## Stated exercise
Could you reproduce every one of the records below word for word, keeping each line as it stands?

[Records from a dataset]

• • •

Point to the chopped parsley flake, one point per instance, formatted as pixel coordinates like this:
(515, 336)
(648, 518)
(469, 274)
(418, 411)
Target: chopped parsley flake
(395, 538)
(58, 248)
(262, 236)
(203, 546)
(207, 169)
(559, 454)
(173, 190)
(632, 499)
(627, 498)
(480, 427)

• • •

## Exercise result
Point to the chopped parsley flake, one point per instance, formatted as pixel coordinates like this:
(515, 336)
(648, 518)
(469, 274)
(418, 411)
Target: chopped parsley flake
(395, 538)
(58, 248)
(262, 236)
(203, 546)
(207, 169)
(559, 454)
(173, 190)
(632, 499)
(627, 498)
(480, 427)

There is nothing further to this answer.